_The task_
Exact reproductions of all the entries, please, and no pictures.

_Stored data_
────────────────────────────────────────

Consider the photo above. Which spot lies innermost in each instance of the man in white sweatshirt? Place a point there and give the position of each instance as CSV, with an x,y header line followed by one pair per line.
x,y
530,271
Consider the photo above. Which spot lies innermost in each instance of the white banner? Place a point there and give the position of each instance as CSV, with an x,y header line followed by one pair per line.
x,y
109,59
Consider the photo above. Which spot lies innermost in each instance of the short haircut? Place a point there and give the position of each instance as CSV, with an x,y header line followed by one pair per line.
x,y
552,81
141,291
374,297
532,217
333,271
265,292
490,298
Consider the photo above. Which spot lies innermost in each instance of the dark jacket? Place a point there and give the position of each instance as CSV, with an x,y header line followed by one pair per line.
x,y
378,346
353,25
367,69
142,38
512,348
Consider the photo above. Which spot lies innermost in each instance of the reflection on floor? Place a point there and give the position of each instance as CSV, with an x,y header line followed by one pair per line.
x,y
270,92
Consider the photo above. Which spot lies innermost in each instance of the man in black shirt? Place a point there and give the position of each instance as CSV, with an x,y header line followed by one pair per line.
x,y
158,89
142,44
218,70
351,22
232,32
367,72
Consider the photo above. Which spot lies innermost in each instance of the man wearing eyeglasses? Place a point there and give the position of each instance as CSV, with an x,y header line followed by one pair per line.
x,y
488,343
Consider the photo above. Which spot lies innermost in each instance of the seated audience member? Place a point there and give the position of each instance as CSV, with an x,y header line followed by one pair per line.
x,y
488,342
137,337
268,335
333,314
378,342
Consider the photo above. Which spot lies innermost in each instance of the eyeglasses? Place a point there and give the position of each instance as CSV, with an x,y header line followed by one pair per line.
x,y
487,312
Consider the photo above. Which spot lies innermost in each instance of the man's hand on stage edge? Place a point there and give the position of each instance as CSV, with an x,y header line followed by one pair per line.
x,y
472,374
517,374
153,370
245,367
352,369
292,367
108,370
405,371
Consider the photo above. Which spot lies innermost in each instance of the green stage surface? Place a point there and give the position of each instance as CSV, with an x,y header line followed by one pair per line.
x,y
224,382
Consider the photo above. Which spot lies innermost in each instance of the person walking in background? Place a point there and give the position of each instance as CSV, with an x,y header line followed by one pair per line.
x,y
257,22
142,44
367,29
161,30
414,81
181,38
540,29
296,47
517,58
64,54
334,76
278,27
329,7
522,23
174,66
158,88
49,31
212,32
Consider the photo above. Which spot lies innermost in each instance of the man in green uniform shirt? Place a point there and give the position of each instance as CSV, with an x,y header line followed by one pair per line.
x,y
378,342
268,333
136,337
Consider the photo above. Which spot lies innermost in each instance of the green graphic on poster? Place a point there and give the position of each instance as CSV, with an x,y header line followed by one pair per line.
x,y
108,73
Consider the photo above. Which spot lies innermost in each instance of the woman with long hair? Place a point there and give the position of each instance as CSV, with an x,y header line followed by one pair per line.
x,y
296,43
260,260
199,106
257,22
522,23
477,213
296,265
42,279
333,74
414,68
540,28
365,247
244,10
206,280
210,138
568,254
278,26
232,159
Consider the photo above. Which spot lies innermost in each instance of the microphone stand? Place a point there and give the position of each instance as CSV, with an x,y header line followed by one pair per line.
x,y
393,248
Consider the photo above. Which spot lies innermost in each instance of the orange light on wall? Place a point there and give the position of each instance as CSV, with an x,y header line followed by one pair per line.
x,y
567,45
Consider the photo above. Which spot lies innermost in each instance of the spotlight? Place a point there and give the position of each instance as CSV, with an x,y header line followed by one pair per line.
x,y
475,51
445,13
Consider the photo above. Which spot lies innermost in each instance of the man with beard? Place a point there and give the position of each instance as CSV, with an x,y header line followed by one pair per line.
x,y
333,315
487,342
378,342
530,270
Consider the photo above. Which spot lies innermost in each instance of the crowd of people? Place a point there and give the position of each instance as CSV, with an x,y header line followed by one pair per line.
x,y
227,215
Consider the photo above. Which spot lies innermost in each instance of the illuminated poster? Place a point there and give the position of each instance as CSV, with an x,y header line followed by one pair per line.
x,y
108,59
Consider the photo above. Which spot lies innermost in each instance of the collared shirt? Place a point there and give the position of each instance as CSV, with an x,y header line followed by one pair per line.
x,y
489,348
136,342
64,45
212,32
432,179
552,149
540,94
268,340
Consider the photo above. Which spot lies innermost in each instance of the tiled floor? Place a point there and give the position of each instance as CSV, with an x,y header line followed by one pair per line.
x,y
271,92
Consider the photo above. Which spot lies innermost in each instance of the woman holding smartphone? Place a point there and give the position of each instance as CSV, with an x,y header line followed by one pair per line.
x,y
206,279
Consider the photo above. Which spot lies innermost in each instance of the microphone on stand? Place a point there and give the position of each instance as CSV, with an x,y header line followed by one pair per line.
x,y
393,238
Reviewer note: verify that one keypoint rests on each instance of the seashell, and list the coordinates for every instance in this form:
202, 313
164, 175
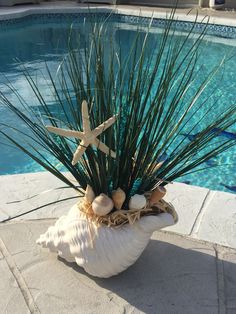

────────────────────────────────────────

_Problem solution_
Consider the photo above. Which spot lies innermost in each instance of the man in white sweatshirt? Place a point there and give the position of each instance as CSV, with an x,y header line followed by one pair per line.
x,y
530,271
Consider the photo above. Which spot lies innermost in each instance of the white banner? Place a point there and give the position of each instance as CSV, with an x,y header line followed by one pair per line.
x,y
109,59
Consider the photo above. Which spot lies innermost in each instance of the short haircut? Place a point there and give the position of each instance as CSV, with an x,y header line followed by one pair per line.
x,y
552,81
141,291
374,297
532,217
333,271
265,292
490,298
Consider the photo above. Which spot lies innermost in each instance of the dark jacket? Place a point there and give the position of each instance as CSV, with an x,y header line followed by one pair per line.
x,y
378,346
353,25
367,69
142,38
512,348
Consider the photo above. Which spot lies innermost in each instance of the reflection on floor? Place a point there and give the position of each instance as CSV, with an x,y header line followed by one pair per line.
x,y
270,92
Consider the photo above. Which spot lies innermost in each instance of the man in black shirt? Place a point there and give the position of each instance as CSV, with an x,y header line followed by one pair per line.
x,y
158,89
142,44
218,70
351,22
232,32
367,72
Consider the photo above. Which spot lies innermost in each instance of the man wearing eyeglasses? Place a point there and give the position of each instance as CSV, with an x,y header line followed by one pair per line.
x,y
488,343
Consider the photo above. Which spot lies innermost in each instance of the seated audience member? Place a point there and give the position of each instance as CSV, with an x,y header line followed by one pair per line.
x,y
488,342
137,337
268,335
333,314
378,342
Consider the photo above. Which spot lies innermost in each instance of the eyeglasses? Place a point there and give the position of each instance as CSV, with an x,y header line followed by one pair per line.
x,y
487,312
Consider the photo above. Which spot lies innermost in each instance of the man's hand on stage edge? Place a point there and give the position of each instance as CSV, with an x,y header line followed by one pair per line.
x,y
472,374
517,374
153,370
245,367
352,369
292,367
108,370
405,371
Consider the photo above. Which spot lies innermost in each instance of the green stage surface? Place a point there and give the position of each instance as CSV, with an x,y header line followed by one pair per line.
x,y
224,382
Consider the photo above. Which spot lies innermost in each instance of the person walking in background? Place a point there and give the position of each instance as CSV, with an x,y header line followed by one pair per line.
x,y
257,22
142,44
367,29
161,30
414,81
181,38
540,29
296,47
517,58
64,54
334,76
278,27
329,7
522,23
174,66
158,88
49,31
212,32
Consider the photo above. Which spot lies innermost in each instance of the man in green uniform shirt? Place a point there and give the position of each instance as CSV, with an x,y header line followed by one pair per line.
x,y
378,342
268,333
136,337
Consider the photo above. Which spot lies innermost in each instance of the green graphic on poster? Place a point there and give the position of each instance as CSV, with an x,y header line followed by one pair per line.
x,y
108,73
Consider the photo above. Which spot lies innermost in each instance of the woman with long hair? Place a point there and give the position of each instance as CSV, with an x,y header line followed by one pair per line.
x,y
296,43
260,260
199,106
257,22
522,23
477,213
296,265
42,279
333,74
414,68
540,28
365,247
244,10
206,280
210,138
568,254
278,26
232,159
Consider the photo above. Which spot lies innermost in each instance of the microphone stand? Place a point there and give the position of each instance as CSV, with an x,y header line followed by one pair per line.
x,y
393,248
Consider the photo above. Which spot lies innermost in each instance of the orange light on wall? Place a point there and give the position of each instance as CSV, with an x,y header line followed by one pair per line.
x,y
567,45
Consider the photo above. Which spot lies innermost in each instance of the spotlight? Place a point there and give the position of each instance as CSV, with an x,y header line followed by one pair per line.
x,y
475,51
445,13
Consider the photo above. Which spot lies innermost in each instance of the man with beard? Place a point there and give the position of each instance as CSV, with an x,y header line followed by one pair per line.
x,y
333,315
487,342
378,342
530,270
Consider the photo above. Which spot lies innermost in each instance of the crowd of people? Place a point there and give the position of each instance as CSV, with an x,y header line followed by one pair per line.
x,y
227,215
Consider the photo above. Which spot lies innermost in each instance of the illuminated poster? Place a point there and give the position of each instance as CSV, with an x,y header line followed by one pair per line.
x,y
108,59
Consider the photo above. Which spot lies innermost in each instance of the collared shirt? Place a point there and give the position of each instance as CSV, with an x,y header line followed by one pair per line.
x,y
489,348
136,342
64,45
212,32
432,179
552,149
540,94
268,340
Consider the photo above. Which spot lies innermost in each instance of the tiled floor? Place a point there and give the position of each instance as CSV, with an x,y header line followed by one pair per line.
x,y
271,92
Consider the photo above. Which spot lies innermost in each instance of the woman holding smartphone? Place a point there and give the position of each instance as CSV, with an x,y header line followed by one pair per line.
x,y
206,279
Consider the photo above. Which spot lies innermost in each instance of the microphone on stand? Place a point there and give the position of each instance as CSV, with an x,y header line followed by one pair per line.
x,y
393,238
Reviewer note: verify that one keypoint rests on each instance of the seashell, and list the coordinates for every instance in this form:
202, 313
164, 175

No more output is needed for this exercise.